-- Start DATA FOR PROCESSING --

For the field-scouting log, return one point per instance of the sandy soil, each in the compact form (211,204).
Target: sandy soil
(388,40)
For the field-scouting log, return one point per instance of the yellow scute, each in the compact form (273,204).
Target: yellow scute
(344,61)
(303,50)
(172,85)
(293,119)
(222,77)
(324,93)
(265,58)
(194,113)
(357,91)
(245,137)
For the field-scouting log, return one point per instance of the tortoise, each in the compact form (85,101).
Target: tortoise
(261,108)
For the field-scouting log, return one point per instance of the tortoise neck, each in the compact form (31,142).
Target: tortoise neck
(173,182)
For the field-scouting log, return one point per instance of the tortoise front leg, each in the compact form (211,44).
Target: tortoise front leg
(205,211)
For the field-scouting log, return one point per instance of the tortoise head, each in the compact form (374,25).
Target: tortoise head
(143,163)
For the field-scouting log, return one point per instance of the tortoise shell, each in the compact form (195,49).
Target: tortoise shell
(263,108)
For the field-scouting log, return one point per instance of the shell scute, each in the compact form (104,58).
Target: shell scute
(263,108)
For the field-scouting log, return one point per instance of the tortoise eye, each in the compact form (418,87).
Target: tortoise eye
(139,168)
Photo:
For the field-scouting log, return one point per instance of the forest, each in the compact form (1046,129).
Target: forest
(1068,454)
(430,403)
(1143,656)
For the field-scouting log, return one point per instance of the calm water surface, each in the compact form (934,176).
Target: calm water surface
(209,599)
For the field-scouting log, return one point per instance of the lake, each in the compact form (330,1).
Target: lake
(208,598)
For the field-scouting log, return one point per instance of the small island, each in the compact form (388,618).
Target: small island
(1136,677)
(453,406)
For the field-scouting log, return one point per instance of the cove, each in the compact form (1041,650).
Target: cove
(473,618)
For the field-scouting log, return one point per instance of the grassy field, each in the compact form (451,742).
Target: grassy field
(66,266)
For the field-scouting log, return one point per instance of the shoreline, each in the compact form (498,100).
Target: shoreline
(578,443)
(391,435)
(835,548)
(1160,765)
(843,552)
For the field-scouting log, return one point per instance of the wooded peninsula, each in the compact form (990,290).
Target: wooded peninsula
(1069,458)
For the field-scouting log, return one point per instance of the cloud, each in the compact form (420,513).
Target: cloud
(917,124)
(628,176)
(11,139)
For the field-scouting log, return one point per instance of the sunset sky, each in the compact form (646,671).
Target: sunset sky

-- End DATA FOR PROCESSING --

» **WHAT IS NEEDED**:
Switch "sunset sky" to "evening sky" in the lines running from the one that contains "compact form (420,513)." through the last line, both included, and change nothing else. Return only those lines.

» **SOLUTION TO THIS PROBLEM**:
For the field-scouting log, return one point per instance of the cloud, each in the compact form (420,513).
Target: cloud
(917,124)
(628,176)
(11,139)
For the field-scouting log, return one point per instance of the evening sky, each in the compact form (646,671).
Target: evening sky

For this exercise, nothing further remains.